→ **ASSIGNMENT**
Scan the records for the string "below", then copy each line that has it.

→ **DATA EXTRACT**
:::

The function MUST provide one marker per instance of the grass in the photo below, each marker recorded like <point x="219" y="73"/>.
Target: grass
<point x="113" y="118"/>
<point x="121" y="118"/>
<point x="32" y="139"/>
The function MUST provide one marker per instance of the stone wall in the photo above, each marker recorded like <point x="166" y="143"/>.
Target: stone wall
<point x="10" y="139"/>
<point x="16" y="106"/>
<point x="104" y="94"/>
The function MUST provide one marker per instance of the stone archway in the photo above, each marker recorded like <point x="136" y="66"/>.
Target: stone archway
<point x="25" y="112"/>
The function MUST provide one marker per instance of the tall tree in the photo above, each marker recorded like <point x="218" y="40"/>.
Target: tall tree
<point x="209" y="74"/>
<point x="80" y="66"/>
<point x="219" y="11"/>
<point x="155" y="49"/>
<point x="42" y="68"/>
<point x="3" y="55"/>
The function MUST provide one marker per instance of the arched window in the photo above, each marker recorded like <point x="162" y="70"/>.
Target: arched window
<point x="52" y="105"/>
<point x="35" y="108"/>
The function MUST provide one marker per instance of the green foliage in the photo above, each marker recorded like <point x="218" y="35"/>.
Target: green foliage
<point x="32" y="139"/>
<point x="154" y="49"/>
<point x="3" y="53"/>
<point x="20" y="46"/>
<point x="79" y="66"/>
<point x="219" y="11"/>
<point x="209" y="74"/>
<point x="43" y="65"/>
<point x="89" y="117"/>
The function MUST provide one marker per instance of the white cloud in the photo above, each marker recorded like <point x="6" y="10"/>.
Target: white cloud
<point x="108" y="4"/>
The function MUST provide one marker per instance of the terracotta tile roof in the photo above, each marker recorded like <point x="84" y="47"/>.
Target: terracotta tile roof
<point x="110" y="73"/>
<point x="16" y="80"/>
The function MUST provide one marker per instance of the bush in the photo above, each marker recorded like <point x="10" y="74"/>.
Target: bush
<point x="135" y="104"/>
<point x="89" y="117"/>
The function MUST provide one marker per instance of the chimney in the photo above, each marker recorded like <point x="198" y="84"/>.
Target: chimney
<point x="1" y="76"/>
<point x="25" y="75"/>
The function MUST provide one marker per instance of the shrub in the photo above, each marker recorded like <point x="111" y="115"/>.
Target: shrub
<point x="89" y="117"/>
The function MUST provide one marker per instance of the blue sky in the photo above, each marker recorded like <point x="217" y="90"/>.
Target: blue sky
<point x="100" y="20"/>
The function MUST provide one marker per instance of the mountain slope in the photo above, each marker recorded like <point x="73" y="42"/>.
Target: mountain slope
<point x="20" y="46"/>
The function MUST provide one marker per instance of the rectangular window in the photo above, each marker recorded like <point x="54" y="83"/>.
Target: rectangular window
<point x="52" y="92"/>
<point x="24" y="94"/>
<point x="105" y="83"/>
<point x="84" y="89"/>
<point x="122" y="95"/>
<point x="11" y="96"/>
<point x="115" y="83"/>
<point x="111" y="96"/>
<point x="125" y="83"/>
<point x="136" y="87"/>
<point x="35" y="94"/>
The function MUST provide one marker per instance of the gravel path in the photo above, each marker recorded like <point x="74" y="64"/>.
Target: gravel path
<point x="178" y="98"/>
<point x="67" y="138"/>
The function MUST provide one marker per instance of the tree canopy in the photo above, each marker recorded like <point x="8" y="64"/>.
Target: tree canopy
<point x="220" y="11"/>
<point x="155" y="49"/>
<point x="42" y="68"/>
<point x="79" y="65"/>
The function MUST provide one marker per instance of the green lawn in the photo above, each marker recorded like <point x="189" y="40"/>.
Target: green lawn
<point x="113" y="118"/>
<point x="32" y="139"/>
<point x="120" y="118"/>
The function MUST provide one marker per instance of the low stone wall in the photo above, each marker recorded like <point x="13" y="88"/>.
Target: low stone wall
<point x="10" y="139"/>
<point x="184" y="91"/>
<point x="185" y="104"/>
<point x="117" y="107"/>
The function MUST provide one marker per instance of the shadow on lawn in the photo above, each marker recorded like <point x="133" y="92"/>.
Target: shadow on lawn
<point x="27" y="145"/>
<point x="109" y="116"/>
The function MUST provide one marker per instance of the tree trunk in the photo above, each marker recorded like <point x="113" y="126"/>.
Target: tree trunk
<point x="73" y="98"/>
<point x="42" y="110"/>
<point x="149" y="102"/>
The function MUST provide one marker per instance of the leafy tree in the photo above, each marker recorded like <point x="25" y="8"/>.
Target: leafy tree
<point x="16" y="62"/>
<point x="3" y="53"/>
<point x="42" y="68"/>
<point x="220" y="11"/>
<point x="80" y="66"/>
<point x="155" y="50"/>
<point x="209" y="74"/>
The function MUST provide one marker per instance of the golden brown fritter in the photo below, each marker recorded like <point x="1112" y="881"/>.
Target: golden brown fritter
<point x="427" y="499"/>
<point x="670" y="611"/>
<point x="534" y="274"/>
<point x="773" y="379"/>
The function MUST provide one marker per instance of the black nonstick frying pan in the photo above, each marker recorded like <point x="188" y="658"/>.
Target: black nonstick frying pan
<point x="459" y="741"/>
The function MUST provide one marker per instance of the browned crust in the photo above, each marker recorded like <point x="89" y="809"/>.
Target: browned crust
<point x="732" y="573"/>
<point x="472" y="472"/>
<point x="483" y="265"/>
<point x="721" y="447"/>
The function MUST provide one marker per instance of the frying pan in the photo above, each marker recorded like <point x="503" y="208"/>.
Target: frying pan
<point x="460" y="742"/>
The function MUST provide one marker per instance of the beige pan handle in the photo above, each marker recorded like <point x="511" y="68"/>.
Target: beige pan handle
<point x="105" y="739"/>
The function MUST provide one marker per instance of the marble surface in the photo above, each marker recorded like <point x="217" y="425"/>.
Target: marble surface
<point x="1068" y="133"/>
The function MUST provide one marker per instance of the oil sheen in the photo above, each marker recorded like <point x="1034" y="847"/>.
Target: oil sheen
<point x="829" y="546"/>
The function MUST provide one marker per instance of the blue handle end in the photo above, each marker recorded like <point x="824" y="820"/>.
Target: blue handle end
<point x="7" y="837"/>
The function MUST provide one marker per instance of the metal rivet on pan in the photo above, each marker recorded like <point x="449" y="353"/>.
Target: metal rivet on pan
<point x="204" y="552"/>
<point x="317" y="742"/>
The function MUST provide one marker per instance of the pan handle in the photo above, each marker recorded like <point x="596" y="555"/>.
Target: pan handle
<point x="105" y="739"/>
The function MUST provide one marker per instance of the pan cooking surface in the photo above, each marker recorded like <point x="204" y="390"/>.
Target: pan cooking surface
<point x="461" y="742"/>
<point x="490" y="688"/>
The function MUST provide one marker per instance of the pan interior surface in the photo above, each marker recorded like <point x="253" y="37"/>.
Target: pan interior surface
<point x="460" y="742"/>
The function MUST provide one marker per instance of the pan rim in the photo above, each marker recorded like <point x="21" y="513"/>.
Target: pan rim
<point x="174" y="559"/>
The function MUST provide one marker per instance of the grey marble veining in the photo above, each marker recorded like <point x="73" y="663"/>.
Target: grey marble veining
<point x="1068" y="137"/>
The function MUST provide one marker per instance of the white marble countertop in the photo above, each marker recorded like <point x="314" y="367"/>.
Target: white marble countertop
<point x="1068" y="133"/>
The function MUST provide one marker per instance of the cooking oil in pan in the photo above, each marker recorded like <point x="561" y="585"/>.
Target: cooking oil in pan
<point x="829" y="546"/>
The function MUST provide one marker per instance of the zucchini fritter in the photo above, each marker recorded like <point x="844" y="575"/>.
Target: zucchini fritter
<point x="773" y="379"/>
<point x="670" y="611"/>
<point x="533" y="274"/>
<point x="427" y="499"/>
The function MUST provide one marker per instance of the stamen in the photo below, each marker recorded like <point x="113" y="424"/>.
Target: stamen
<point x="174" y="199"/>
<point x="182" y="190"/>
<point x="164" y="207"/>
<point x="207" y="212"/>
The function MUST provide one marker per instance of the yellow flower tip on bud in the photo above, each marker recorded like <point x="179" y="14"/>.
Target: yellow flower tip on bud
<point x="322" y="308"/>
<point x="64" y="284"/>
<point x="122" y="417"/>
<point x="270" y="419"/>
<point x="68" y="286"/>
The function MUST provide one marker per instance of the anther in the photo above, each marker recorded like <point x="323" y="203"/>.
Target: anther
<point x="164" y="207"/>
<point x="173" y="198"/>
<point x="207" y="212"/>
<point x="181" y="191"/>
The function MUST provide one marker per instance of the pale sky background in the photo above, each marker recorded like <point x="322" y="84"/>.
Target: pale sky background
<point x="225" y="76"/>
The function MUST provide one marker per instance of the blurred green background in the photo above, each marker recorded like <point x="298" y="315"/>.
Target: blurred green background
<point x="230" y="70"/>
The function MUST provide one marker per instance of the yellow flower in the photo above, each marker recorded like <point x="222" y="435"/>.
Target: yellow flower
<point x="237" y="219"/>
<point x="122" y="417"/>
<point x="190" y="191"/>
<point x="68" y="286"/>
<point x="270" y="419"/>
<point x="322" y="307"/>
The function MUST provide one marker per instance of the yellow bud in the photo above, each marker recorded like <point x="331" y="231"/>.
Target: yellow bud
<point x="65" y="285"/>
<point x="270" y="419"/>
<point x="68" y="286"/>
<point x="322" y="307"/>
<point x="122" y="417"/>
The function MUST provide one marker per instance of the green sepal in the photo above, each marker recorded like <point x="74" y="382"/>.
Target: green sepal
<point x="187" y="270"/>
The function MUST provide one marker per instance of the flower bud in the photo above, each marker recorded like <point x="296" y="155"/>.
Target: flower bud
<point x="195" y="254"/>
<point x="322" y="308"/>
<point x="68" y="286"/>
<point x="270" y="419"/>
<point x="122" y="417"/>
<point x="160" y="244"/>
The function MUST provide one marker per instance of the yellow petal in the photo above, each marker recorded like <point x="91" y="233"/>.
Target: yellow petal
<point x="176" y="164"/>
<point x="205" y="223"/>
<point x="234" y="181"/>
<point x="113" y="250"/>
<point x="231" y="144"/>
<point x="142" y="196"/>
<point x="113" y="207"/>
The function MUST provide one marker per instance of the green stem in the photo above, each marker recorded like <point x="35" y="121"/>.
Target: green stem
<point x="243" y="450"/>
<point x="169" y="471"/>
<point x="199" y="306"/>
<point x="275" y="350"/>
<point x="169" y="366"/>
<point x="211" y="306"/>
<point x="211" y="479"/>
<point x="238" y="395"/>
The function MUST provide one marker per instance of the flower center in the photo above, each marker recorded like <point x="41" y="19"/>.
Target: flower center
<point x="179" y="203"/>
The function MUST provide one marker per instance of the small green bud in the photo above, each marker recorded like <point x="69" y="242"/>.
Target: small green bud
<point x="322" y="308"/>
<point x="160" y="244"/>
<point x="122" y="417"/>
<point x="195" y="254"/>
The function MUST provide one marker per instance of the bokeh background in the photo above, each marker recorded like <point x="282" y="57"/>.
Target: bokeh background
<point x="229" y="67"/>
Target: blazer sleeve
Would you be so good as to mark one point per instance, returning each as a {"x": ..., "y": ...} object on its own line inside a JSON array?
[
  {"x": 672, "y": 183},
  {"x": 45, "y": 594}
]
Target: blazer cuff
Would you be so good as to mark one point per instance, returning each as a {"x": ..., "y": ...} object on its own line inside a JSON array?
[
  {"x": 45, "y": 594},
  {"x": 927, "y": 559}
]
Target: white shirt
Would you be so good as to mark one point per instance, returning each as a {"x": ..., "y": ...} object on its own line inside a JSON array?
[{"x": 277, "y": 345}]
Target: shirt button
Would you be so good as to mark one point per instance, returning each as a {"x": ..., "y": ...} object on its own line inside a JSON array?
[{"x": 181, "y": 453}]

:::

→ **FINAL ANSWER**
The function MUST provide one marker per instance of the grass in the photo below, each marker recorded like <point x="219" y="73"/>.
The function MUST provide one marker per instance of the golden brown fritter in the photo below, each marker recorded like <point x="1112" y="881"/>.
The function MUST provide one marker per instance of the stamen in the photo below, each marker recorded like <point x="113" y="424"/>.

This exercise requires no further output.